(Items from a dataset)

○ ○ ○

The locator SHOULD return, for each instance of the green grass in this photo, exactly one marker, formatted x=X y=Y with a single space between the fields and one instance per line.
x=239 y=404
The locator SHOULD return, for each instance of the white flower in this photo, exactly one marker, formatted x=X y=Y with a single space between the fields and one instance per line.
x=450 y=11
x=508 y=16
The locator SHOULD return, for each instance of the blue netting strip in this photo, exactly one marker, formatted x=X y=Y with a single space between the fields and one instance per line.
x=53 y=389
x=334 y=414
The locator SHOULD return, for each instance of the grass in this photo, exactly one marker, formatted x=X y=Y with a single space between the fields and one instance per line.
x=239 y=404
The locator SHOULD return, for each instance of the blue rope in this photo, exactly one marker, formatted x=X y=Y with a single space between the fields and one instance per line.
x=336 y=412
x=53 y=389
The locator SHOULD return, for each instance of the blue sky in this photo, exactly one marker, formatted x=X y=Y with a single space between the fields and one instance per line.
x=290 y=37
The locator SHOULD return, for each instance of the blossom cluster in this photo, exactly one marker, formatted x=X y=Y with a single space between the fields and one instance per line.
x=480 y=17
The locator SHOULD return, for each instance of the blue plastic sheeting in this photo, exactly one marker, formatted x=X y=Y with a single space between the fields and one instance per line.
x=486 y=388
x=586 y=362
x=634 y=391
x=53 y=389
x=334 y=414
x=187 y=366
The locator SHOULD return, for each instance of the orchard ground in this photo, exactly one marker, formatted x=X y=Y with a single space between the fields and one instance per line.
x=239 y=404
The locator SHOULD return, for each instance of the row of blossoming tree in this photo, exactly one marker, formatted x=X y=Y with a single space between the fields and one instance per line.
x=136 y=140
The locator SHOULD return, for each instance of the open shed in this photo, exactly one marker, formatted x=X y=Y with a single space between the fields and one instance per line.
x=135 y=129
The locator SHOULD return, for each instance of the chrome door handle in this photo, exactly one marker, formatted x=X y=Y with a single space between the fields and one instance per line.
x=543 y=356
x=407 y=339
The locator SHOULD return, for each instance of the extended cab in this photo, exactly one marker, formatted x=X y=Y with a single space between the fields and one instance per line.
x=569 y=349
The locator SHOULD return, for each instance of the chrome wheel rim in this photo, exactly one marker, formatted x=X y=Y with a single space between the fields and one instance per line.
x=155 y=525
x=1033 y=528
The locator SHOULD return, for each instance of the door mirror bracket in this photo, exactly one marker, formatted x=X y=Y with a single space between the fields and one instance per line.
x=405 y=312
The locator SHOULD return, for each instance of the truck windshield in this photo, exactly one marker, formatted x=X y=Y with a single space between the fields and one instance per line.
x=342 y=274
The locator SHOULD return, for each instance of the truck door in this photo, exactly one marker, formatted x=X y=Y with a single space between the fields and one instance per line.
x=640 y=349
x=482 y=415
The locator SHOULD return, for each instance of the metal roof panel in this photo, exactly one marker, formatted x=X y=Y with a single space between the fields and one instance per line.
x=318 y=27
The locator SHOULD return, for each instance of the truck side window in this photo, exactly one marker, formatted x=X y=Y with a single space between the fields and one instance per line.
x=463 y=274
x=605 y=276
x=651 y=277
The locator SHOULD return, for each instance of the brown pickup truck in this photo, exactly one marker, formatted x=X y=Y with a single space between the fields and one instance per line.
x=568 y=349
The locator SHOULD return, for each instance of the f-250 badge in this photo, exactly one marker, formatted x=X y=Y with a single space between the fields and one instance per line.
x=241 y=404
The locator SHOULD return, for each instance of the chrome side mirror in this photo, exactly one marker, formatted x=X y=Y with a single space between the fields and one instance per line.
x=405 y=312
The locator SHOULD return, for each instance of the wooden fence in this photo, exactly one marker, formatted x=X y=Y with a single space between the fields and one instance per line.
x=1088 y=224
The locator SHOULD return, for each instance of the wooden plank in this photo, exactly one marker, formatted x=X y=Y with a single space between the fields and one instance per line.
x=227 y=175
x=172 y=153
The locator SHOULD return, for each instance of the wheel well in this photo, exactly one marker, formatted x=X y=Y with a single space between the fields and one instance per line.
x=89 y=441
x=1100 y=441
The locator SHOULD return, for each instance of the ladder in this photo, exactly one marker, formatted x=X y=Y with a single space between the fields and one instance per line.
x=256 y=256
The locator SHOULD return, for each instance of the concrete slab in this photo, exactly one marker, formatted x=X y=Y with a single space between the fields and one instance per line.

○ ○ ○

Given request
Change "SHOULD" to "MUST" everywhere in the entries above and reproduce them with nothing else altered.

Reply
The locator MUST return, for each instance of the green grass in this photo, exactly one marker, formatted x=X y=Y with a single space between the fields and one instance per line.
x=239 y=404
The locator MUST return, for each instance of the white flower in this photo, exactly one marker, formatted x=X y=Y with a single space between the fields and one instance per line.
x=450 y=11
x=508 y=16
The locator MUST return, for each instance of the blue netting strip in this photo, exactly one marker, formatted x=X y=Y with a single space between the fields and one instance per line.
x=53 y=389
x=334 y=414
The locator MUST return, for each instance of the grass in this photo, exactly one marker, formatted x=X y=Y with a single space between the fields and one instance per line.
x=239 y=404
The locator MUST return, for each instance of the blue rope in this photo, exactly one marker, formatted x=X y=Y with a single space between the fields and one instance per line.
x=336 y=412
x=53 y=389
The locator MUST return, for each instance of the blue sky in this photo, exactly one marker, formatted x=X y=Y with a single space between the fields and one instance per line.
x=290 y=37
The locator MUST return, for each instance of the blossom cluster in this photo, exactly one marker, formatted x=X y=Y with a single space between the fields and one instance per line.
x=480 y=17
The locator MUST return, for each instance of the blue plastic sheeting in this photo, exactly one marker, formatted x=X y=Y with a single space between the fields and one instance per line.
x=486 y=388
x=586 y=362
x=634 y=391
x=53 y=389
x=334 y=414
x=187 y=366
The locator MUST return, for each instance of the orchard ground in this photo, exactly one marker, formatted x=X y=Y with a single space between the fields and one instance per line.
x=239 y=404
The locator MUST return, for each instance of the row of blossoming tree in this photo, exactly one marker, formatted x=X y=Y with a single space between the fields and one instance per line.
x=136 y=140
The locator MUST return, for each instance of the open shed in this photo, exactly one marker, formatted x=X y=Y with a single space between the fields and one instance per line.
x=135 y=129
The locator MUST return, for each instance of the chrome door handle in this photo, exactly one marker, formatted x=X y=Y with a single space between the fields and one instance per line.
x=543 y=356
x=407 y=339
The locator MUST return, for each instance of the extended cab in this photo, exactly one marker, formatted x=X y=Y with a single space between the fields and one instance per line.
x=569 y=349
The locator MUST return, for each instance of the chrome wheel rim in this photo, exactly one marker, formatted x=X y=Y with a single space between the fields and one instance per line.
x=155 y=525
x=1033 y=528
The locator MUST return, for each instance of the door mirror bracket in this photo, exactly one marker, formatted x=X y=Y with a single space between the fields and one instance per line.
x=405 y=312
The locator MUST return, for each instance of the truck windshield in this photo, exactly one marker, formatted x=X y=Y with a single space between the fields and one instance per line.
x=342 y=274
The locator MUST return, for each instance of the truck door in this photo, exactly one marker, formatted x=X y=Y with a single space between the fields and one instance per line.
x=640 y=349
x=482 y=415
The locator MUST return, for each instance of the metal roof panel in this photo, exactly one marker, formatted x=X y=Y with a single space between the fields and one instance per line.
x=318 y=27
The locator MUST return, for each instance of the truck side window in this photo, exactly one marker, formatted x=X y=Y with a single space between the fields and one instance per line.
x=463 y=274
x=605 y=276
x=651 y=277
The locator MUST return, for each instance of the brown pickup truck in this photo, exactly one marker, formatted x=X y=Y with a single space between the fields and one instance per line.
x=568 y=349
The locator MUST return, for each instance of the f-250 badge in this photo, exactly one marker, formatted x=X y=Y with a single space between the fields and one instance per line.
x=241 y=404
The locator MUST return, for each instance of the chrome side mirror in this photo, exactly one marker, formatted x=X y=Y with a single space between the fields and one instance per line.
x=405 y=312
The locator MUST return, for each instance of the wooden fence in this photo, exactly one marker, formatted x=X y=Y with a single space between the fields and one instance per line.
x=1088 y=224
The locator MUST return, for each instance of the wooden plank in this photo, exactly one marker, formatted x=X y=Y with a single space between the fields and one instance per line.
x=227 y=175
x=172 y=153
The locator MUST return, for each instance of the wheel well in this photo, exactly one marker, formatted x=X y=Y with a single space between the fields and one instance per line.
x=89 y=441
x=1100 y=441
The locator MUST return, for each instance of the ladder in this photo, exactly one marker, formatted x=X y=Y with a single space between the fields and one instance per line.
x=256 y=256
The locator MUST return, for each instance of the concrete slab in this photo, exactly one marker, formatted x=X y=Y with a single space between the fields and one instance per line.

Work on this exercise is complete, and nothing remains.